■ **Your task**:
Reproduce the entire listing below word for word, keeping every line unchanged and in the same order.
* Start *
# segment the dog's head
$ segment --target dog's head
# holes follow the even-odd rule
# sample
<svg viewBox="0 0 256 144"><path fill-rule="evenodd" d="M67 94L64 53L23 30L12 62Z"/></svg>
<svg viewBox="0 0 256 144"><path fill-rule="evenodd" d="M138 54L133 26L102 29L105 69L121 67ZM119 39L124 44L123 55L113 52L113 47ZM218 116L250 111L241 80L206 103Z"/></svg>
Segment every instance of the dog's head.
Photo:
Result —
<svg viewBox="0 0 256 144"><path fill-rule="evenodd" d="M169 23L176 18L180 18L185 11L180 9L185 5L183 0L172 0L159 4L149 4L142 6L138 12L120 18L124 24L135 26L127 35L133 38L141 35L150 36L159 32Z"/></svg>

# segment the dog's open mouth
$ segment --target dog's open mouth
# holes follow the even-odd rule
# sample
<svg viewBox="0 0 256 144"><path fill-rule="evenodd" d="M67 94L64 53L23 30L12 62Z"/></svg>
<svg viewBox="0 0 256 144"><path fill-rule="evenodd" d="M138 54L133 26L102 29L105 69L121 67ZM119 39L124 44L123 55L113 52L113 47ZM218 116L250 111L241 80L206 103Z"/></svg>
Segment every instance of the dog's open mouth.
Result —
* End *
■ **Completed task**:
# segment the dog's head
$ segment --target dog's head
# holes follow the even-odd rule
# sample
<svg viewBox="0 0 256 144"><path fill-rule="evenodd" d="M67 94L64 53L23 30L12 62Z"/></svg>
<svg viewBox="0 0 256 144"><path fill-rule="evenodd" d="M138 54L133 26L102 29L105 69L121 67ZM119 39L124 44L123 55L113 52L113 47ZM218 116L250 111L241 80L206 103Z"/></svg>
Segment every instance of the dog's head.
Photo:
Result —
<svg viewBox="0 0 256 144"><path fill-rule="evenodd" d="M169 23L176 18L180 18L185 11L180 9L185 5L183 0L172 0L159 4L149 4L142 6L138 12L120 18L124 24L135 26L127 35L133 38L141 35L150 36L159 32Z"/></svg>

# segment the dog's open mouth
$ segment --target dog's open mouth
# holes follow the even-odd rule
# sample
<svg viewBox="0 0 256 144"><path fill-rule="evenodd" d="M67 94L64 53L23 30L12 62Z"/></svg>
<svg viewBox="0 0 256 144"><path fill-rule="evenodd" d="M138 54L133 26L102 29L105 69L121 67ZM119 39L124 44L123 55L113 52L113 47ZM218 116L250 111L241 80L206 103Z"/></svg>
Segment every instance of the dog's open mouth.
Result —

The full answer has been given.